» Exercise task: Convert every line in the records below into a JSON list of strings, with one string per line and no entries for blank lines.

» Records provided:
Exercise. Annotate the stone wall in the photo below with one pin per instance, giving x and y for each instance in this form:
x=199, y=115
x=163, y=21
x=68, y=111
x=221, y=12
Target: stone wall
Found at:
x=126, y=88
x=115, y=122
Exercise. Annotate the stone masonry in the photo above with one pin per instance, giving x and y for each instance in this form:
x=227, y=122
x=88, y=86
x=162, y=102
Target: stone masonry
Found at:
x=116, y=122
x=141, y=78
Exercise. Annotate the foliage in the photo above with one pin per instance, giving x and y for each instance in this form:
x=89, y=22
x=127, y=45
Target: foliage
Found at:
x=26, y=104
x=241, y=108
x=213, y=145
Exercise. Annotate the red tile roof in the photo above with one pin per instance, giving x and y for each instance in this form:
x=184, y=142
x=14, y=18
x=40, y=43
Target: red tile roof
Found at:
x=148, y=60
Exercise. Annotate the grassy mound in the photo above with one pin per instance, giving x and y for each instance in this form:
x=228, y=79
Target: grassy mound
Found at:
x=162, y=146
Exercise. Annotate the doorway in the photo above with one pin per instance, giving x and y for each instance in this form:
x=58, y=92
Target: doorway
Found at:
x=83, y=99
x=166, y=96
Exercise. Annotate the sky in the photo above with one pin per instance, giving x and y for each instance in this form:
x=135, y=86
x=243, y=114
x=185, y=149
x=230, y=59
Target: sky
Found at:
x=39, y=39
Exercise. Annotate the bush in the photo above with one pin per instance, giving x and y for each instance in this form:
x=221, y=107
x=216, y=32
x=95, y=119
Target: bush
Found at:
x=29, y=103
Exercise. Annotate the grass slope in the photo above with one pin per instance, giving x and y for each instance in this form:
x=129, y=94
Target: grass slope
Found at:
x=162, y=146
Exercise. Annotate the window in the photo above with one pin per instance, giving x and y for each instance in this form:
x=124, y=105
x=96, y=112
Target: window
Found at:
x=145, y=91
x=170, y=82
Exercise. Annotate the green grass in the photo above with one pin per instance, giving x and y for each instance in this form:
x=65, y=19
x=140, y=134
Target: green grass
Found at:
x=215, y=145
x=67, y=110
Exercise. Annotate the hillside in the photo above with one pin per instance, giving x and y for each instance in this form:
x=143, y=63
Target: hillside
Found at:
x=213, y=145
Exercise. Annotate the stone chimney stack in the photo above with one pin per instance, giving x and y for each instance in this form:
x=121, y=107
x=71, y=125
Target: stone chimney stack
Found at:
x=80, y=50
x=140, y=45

» Task result:
[
  "Exercise. Annotate the stone wall in the photo below with one pin per instance, giving x and y for each instance in this form:",
  "x=199, y=115",
  "x=163, y=21",
  "x=68, y=111",
  "x=221, y=12",
  "Target: stone wall",
  "Found at:",
  "x=126, y=88",
  "x=115, y=122",
  "Exercise. Annotate the stone masonry in the photo above with one pin per instance, giving x and y for each instance in this form:",
  "x=227, y=122",
  "x=88, y=86",
  "x=162, y=102",
  "Target: stone masonry",
  "Found at:",
  "x=116, y=122",
  "x=141, y=78",
  "Exercise. Annotate the foliage in the photo above with one pin per instance, giving x and y for each instance in this form:",
  "x=89, y=22",
  "x=127, y=45",
  "Target: foliage",
  "Found at:",
  "x=26, y=104",
  "x=241, y=108",
  "x=213, y=145",
  "Exercise. Annotate the red tile roof in the photo above with one pin per instance, giving x and y for each instance in this form:",
  "x=184, y=142",
  "x=14, y=18",
  "x=40, y=43",
  "Target: red tile roof",
  "Found at:",
  "x=148, y=60",
  "Exercise. Annotate the grassy mound in the photo above with one pin per instance, giving x and y for each instance in this form:",
  "x=228, y=79",
  "Target: grassy mound",
  "Found at:",
  "x=162, y=146",
  "Exercise. Annotate the doorway in the photo above with one pin per instance, giving x and y for each instance in this form:",
  "x=58, y=92",
  "Target: doorway",
  "Found at:",
  "x=83, y=99",
  "x=166, y=96",
  "Exercise. Annotate the sky in the photo above with one pin per instance, giving x and y for each instance in this form:",
  "x=135, y=86",
  "x=243, y=114",
  "x=185, y=149",
  "x=230, y=59",
  "Target: sky",
  "Found at:",
  "x=39, y=39",
  "Exercise. Annotate the bush in the photo above with one pin per instance, giving x and y for each instance in this form:",
  "x=221, y=107",
  "x=216, y=32",
  "x=95, y=119",
  "Target: bush",
  "Found at:",
  "x=29, y=103",
  "Exercise. Annotate the grass slope in the photo above with one pin per instance, giving x and y for each instance in this form:",
  "x=129, y=94",
  "Target: grass slope",
  "Found at:",
  "x=162, y=146",
  "Exercise. Annotate the window in the photo above with one pin per instance, giving x and y for each instance in this form:",
  "x=124, y=105",
  "x=96, y=112",
  "Target: window",
  "Found at:",
  "x=145, y=91",
  "x=170, y=82",
  "Exercise. Annotate the green grass in the photo above with one pin per instance, giving x and y for each instance in this form:",
  "x=65, y=19",
  "x=140, y=134",
  "Target: green grass",
  "Found at:",
  "x=215, y=145",
  "x=67, y=110",
  "Exercise. Annotate the hillside in the photo above with one pin per instance, giving x and y for each instance in this form:",
  "x=143, y=63",
  "Target: hillside",
  "Found at:",
  "x=213, y=145",
  "Exercise. Annotate the stone chimney stack in the photo above with one pin per instance, giving x and y for each instance in this form:",
  "x=121, y=107",
  "x=71, y=125",
  "Target: stone chimney stack",
  "Found at:",
  "x=80, y=50",
  "x=140, y=45"
]